• [Requirement]: Copy out, without any change, the stretch of lines from the one containing "Objective — one dot per instance of the navy" through the one containing "[[181, 284], [280, 284], [39, 286]]", including both of those lines.

::::::::

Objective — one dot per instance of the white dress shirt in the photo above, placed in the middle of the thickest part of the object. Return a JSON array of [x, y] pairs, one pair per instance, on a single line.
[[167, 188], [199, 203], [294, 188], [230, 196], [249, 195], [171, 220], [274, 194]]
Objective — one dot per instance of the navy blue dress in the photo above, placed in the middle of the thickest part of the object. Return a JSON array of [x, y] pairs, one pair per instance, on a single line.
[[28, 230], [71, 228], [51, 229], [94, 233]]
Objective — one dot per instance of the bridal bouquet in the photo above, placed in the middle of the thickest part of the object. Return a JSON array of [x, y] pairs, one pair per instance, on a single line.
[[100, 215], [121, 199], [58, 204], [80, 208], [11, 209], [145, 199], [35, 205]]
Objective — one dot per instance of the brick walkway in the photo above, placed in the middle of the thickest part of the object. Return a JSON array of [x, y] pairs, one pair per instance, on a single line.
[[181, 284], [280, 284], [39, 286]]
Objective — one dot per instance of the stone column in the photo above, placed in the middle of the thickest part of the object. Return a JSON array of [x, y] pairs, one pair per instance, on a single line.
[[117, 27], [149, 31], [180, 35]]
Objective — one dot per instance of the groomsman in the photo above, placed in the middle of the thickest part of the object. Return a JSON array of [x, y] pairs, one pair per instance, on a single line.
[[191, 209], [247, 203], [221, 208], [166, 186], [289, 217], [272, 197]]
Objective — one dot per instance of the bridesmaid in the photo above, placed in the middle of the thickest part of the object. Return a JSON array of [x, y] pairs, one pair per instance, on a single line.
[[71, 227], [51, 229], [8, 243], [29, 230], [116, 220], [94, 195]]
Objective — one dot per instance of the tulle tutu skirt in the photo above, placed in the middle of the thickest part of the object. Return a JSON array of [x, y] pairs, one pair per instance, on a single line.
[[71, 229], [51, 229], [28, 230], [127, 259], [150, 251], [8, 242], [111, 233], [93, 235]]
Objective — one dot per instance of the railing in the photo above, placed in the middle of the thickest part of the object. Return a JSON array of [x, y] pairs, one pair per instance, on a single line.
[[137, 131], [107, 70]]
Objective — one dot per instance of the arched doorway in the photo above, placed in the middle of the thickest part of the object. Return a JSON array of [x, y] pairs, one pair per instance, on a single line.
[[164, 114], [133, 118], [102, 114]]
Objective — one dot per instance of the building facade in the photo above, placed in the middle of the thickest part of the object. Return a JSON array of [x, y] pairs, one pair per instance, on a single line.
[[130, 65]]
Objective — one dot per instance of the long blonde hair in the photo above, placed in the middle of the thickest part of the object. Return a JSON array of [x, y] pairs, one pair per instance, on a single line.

::::::::

• [Exercise answer]:
Objective — one dot per instance of the navy blue dress in the photo above, placed in the middle of the thickest part of the object. Return a JSON array of [x, y] pairs, one pair per instance, on a single line.
[[28, 230], [71, 228], [51, 229], [94, 233]]
Objective — one dot per instance of the bridal bouquet in the photo above, placed in the middle of the thickest part of the object. Return a JSON array of [x, y] pairs, one pair per instance, on a single line.
[[100, 215], [121, 199], [58, 204], [80, 208], [11, 209], [145, 199], [35, 205]]
Objective — one dot per instance of the brick walkway in the photo above, placed in the middle of the thickest part of the object. Return a JSON array of [x, y] pairs, one pair per instance, on a single line.
[[181, 284], [280, 284], [39, 286]]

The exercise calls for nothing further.